* **GIVEN EXERCISE**
Extract each line of the items below that contains the word "green". Uppercase and lowercase letters count as different.

--- START OF LISTED ENTRIES ---

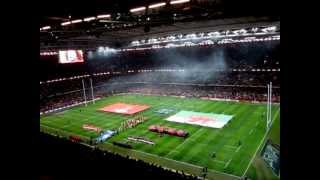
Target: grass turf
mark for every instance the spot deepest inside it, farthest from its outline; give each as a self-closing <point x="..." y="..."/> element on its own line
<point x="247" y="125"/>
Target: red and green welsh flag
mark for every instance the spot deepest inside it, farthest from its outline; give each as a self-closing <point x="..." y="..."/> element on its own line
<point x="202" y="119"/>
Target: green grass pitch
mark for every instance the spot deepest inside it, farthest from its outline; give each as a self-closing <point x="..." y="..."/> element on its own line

--- END OF LISTED ENTRIES ---
--- START OF LISTED ENTRIES ---

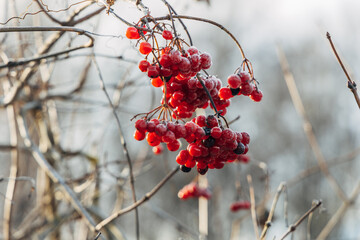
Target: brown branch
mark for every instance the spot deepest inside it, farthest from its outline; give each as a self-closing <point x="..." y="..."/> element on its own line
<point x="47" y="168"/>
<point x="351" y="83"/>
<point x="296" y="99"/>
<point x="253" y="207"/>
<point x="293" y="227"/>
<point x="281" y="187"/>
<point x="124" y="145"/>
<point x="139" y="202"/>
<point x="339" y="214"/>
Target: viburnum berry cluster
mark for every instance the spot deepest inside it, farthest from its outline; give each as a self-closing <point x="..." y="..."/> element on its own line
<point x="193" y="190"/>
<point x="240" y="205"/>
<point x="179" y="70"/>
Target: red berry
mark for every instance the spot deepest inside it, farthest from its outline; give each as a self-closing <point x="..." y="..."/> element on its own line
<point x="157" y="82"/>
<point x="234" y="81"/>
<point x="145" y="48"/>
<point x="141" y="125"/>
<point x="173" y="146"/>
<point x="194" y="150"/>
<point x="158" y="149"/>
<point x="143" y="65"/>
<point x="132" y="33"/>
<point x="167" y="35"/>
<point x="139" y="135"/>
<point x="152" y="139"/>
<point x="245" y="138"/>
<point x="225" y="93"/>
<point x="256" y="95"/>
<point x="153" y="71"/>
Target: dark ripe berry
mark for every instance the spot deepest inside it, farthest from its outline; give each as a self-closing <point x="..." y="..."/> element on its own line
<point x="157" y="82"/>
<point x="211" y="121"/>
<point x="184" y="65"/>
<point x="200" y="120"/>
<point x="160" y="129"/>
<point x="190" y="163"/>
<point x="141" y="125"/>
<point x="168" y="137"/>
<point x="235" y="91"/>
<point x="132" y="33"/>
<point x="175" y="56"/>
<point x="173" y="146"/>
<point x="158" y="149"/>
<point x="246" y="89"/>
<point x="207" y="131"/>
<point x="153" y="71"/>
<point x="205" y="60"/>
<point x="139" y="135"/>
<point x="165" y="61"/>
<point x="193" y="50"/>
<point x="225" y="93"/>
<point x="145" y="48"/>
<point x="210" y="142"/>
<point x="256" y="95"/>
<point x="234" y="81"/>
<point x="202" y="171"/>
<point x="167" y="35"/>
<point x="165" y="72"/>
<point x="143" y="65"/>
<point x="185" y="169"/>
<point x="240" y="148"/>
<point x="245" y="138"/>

--- END OF LISTED ENTRIES ---
--- START OF LISTED ENTRIES ---

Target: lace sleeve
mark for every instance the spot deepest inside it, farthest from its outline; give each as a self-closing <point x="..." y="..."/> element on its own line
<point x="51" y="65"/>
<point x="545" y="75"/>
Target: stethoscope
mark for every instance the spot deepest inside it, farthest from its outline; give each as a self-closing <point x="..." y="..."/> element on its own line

--- END OF LISTED ENTRIES ---

* **WRITTEN REPLY**
Target: red and green welsh flag
Target: green grass pitch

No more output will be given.